» **Task to carry out**:
Rewrite every line of the records below as a single numbered list, leaving out blank lines and the pictures.

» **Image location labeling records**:
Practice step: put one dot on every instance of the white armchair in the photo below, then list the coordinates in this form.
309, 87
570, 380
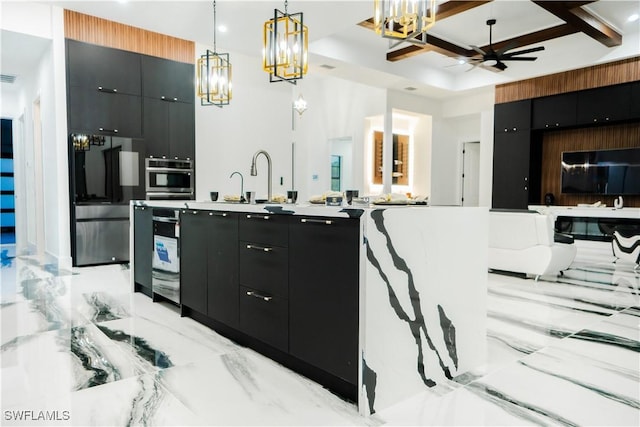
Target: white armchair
626, 248
524, 242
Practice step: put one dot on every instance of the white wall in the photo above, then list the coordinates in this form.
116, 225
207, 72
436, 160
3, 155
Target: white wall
258, 117
47, 83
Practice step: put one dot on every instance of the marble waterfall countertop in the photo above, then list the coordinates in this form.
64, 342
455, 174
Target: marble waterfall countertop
423, 290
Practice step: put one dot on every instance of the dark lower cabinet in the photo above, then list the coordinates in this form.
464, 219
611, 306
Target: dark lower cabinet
222, 268
193, 259
511, 170
323, 293
264, 317
142, 248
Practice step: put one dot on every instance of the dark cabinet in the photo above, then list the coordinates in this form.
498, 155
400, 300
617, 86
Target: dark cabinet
323, 293
604, 104
512, 116
223, 268
556, 111
511, 170
264, 281
635, 100
142, 247
264, 317
169, 128
170, 80
95, 112
193, 259
113, 70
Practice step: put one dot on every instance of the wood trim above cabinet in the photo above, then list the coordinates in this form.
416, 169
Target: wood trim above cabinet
98, 31
624, 71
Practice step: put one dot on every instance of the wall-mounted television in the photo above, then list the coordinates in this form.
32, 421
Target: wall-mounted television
613, 172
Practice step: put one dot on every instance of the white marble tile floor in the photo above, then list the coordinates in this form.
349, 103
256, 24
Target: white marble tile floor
78, 348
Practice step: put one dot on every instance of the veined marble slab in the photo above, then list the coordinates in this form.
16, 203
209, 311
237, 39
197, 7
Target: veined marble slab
424, 300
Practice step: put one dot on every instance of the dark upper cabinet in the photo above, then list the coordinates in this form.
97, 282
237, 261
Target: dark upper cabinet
555, 111
193, 260
635, 100
170, 80
169, 129
95, 112
143, 245
511, 170
93, 66
222, 268
605, 104
323, 293
512, 116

» **In response**:
1. Practice step: put one dot on every instance of the white armchair in the photo below, then list the coordinates in this form.
2. 309, 87
3. 570, 380
4. Target: white armchair
5. 626, 248
6. 524, 242
7. Practice step: put one dot on every instance of the white wall in the photo above, then list the coordinates in this form.
8. 116, 225
9. 207, 72
10. 436, 160
11. 3, 155
12. Target: white wall
13. 258, 117
14. 47, 83
15. Practice step: put one dot on every instance of the marble waterfall countertop in the photo above, then list the coordinates in this form.
16. 64, 342
17. 455, 174
18. Target: marble waterfall countertop
19. 423, 290
20. Practice step: put one dot on every instance of the dark lower cabinet in the photo above, then list the coordinates in this form.
21. 464, 219
22. 611, 306
23. Target: dark lower cabinet
24. 222, 268
25. 193, 259
26. 511, 170
27. 323, 293
28. 264, 317
29. 142, 248
30. Practice step: put one dot on every instance of the dark cabinet in the photo above, then list the coordinates in this form.
31. 498, 155
32. 400, 300
33. 617, 86
34. Target: dark cabinet
35. 323, 293
36. 604, 104
37. 512, 116
38. 223, 268
39. 556, 111
40. 511, 170
41. 264, 281
42. 635, 100
43. 142, 247
44. 264, 317
45. 169, 128
46. 170, 80
47. 95, 112
48. 193, 259
49. 113, 70
50. Practice step: put one dot on every instance of the wood trim above cabinet in the photo above, then list the coordinates in this form.
51. 416, 169
52. Target: wood trim above cabinet
53. 98, 31
54. 624, 71
55. Practice step: put one dot on every instance of the wall-mounted television in the photo above, then list the coordinates in this form.
56. 32, 421
57. Target: wall-mounted television
58. 613, 172
59. Practice step: put one dot on every instance of the white marble tile floor in the photo above, then list the coordinates in this form.
60. 349, 103
61. 256, 24
62. Target: white marble tile floor
63. 78, 348
64. Practice step: put one dot on every instance of the veined marble slab in the photo above, then list the coordinates in this form.
65. 16, 203
66. 209, 311
67. 237, 39
68. 197, 7
69. Target: veined marble slab
70. 424, 300
71. Practice step: put one dot on every instance of the dark upper cabinet in the photo above, then list the coordinates in this form.
72. 97, 282
73. 237, 261
74. Target: dark upper cabinet
75. 555, 111
76. 193, 260
77. 635, 100
78. 170, 80
79. 169, 129
80. 95, 112
81. 143, 245
82. 511, 170
83. 93, 66
84. 222, 268
85. 605, 104
86. 323, 293
87. 512, 116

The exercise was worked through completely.